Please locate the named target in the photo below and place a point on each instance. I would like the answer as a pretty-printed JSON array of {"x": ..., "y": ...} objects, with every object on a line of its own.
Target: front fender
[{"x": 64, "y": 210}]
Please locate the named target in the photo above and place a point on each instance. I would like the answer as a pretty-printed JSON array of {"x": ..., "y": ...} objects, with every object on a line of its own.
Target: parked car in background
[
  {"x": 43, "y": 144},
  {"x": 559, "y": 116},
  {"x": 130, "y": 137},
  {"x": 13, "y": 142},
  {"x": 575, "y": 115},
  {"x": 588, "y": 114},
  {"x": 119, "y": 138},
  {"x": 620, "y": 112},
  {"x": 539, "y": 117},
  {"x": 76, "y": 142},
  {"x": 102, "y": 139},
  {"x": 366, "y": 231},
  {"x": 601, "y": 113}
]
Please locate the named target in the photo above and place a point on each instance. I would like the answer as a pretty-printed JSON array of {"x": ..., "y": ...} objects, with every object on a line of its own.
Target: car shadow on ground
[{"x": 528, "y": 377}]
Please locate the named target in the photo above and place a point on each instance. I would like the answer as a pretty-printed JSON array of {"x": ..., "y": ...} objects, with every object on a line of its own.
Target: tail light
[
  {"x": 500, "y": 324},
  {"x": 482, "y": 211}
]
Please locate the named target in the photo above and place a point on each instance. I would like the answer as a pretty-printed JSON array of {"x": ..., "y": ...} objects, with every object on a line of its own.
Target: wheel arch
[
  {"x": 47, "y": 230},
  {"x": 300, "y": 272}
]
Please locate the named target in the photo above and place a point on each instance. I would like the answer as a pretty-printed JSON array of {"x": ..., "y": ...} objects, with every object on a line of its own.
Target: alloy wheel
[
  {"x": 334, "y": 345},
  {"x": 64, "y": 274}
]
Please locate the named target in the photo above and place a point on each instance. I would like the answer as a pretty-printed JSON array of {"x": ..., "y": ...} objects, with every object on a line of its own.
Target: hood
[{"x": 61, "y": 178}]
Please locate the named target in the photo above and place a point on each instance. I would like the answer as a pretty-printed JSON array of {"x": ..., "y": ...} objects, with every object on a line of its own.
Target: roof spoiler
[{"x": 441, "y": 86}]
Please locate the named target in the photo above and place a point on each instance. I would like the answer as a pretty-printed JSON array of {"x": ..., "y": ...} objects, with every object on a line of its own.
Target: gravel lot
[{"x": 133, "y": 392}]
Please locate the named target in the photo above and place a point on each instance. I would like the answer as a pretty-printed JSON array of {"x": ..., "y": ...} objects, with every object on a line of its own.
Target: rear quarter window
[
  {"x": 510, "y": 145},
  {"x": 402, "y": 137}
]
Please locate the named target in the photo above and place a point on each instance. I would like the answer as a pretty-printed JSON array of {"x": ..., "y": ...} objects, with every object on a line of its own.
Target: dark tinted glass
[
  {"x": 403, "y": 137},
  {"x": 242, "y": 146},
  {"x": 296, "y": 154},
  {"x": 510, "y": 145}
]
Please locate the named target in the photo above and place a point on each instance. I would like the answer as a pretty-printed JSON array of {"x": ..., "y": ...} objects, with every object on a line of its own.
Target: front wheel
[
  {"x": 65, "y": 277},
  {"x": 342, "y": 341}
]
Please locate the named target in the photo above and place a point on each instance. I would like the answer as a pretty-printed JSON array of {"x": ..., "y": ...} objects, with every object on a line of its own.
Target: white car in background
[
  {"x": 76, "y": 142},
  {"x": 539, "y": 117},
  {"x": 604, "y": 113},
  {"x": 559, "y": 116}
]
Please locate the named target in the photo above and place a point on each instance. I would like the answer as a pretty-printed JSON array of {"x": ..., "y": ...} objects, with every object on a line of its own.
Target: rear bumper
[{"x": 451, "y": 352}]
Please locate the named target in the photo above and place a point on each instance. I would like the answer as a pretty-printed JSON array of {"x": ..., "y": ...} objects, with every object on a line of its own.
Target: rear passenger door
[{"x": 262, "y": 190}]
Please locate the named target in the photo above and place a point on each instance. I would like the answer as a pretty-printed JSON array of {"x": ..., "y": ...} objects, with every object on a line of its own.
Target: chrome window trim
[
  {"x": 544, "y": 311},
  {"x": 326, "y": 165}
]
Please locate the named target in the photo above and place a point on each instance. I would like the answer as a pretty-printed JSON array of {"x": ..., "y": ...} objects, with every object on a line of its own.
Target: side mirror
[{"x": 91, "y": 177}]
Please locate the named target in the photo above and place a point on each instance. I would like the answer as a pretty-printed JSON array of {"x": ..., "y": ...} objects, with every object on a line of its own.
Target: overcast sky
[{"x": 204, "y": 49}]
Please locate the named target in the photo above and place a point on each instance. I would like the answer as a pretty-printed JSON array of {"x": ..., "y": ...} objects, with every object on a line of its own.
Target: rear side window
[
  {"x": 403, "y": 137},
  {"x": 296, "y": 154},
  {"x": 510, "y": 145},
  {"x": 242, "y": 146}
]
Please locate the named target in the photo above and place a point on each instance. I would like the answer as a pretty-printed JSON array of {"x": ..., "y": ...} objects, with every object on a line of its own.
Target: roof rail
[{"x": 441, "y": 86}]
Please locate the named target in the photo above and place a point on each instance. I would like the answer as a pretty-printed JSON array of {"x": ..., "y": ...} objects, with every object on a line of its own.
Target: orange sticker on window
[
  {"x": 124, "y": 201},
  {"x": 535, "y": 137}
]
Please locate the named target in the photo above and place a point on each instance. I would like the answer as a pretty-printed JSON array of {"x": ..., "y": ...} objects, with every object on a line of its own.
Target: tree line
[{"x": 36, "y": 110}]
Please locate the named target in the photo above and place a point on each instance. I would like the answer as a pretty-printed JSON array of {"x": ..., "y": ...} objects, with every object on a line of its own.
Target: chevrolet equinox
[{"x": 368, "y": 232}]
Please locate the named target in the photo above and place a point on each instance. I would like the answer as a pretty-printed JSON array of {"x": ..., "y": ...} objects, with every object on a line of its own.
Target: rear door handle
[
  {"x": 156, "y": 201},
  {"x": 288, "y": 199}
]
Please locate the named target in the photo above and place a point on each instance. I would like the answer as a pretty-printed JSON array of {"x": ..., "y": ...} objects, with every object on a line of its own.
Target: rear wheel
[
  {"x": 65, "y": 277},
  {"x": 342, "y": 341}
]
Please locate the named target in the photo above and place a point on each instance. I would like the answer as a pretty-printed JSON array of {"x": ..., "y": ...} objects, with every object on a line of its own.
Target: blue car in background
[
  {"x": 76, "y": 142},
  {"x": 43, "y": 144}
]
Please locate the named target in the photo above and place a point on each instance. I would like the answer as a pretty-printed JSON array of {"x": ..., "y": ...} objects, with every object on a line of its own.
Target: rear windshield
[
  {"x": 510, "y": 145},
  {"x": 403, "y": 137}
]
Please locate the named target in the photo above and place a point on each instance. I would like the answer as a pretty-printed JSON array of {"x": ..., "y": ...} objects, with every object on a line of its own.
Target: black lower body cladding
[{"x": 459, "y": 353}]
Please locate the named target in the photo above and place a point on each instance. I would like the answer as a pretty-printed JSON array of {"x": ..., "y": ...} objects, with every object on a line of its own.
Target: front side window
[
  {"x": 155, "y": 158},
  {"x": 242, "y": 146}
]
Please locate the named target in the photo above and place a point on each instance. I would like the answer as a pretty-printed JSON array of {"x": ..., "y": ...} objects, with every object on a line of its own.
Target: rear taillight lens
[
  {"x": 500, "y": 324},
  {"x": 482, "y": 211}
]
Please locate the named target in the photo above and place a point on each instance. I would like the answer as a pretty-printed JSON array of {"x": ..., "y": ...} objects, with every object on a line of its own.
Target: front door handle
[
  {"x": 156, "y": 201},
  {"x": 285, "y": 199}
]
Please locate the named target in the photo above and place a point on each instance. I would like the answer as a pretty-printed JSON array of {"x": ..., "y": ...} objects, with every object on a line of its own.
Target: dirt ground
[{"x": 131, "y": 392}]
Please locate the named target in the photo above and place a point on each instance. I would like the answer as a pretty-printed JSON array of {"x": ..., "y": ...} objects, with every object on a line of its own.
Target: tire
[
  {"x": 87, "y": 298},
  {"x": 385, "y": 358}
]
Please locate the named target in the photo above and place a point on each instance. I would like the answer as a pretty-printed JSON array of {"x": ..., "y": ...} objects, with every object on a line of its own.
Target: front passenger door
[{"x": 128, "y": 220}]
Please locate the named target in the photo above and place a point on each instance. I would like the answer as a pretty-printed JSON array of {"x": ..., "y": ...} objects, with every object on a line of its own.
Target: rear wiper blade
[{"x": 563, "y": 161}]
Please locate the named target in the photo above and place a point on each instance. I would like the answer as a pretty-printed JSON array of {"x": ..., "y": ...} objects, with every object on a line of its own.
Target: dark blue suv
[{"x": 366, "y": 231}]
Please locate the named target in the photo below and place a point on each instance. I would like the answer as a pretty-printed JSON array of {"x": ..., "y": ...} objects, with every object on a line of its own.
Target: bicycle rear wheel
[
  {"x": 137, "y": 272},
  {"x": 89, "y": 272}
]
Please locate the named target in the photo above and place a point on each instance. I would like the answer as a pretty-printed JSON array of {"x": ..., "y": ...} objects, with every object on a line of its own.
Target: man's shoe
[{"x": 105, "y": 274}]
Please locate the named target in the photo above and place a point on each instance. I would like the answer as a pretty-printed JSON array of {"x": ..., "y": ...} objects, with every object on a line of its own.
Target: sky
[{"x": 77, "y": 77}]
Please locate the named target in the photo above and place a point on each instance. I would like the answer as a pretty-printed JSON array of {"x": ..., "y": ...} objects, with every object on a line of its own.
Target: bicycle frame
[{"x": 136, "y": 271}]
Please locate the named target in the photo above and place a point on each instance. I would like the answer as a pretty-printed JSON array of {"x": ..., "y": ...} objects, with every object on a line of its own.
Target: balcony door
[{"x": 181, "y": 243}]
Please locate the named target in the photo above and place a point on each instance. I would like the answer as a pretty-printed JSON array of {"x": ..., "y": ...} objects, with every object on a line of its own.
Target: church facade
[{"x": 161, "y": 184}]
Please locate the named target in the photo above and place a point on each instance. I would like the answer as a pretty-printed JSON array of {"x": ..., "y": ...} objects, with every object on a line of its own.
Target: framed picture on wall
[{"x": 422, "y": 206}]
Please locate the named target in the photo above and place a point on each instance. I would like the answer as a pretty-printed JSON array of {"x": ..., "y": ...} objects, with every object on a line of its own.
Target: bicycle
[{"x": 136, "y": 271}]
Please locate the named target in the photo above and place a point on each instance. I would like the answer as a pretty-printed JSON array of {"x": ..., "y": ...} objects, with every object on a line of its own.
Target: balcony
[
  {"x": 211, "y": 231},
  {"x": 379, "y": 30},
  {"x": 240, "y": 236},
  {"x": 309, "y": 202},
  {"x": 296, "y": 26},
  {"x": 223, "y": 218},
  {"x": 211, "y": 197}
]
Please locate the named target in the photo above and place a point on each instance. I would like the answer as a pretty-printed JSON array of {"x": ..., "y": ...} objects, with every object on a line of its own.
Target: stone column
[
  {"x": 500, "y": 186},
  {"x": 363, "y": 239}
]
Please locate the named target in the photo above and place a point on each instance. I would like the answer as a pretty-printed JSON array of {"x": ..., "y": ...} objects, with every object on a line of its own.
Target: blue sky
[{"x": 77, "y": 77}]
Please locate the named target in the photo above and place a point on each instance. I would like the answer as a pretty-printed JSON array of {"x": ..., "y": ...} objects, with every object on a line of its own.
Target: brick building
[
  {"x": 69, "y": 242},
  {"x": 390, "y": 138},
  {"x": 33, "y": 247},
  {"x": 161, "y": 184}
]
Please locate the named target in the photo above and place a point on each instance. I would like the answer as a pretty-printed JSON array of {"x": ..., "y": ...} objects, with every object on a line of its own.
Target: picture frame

· · · · · · ·

**Exercise requirements:**
Pick out each line in the records above that contains the string "dark" and copy it in full. Matching is case-sensitive.

**Final result:**
Target: dark tinted glass
Target: dark blue suv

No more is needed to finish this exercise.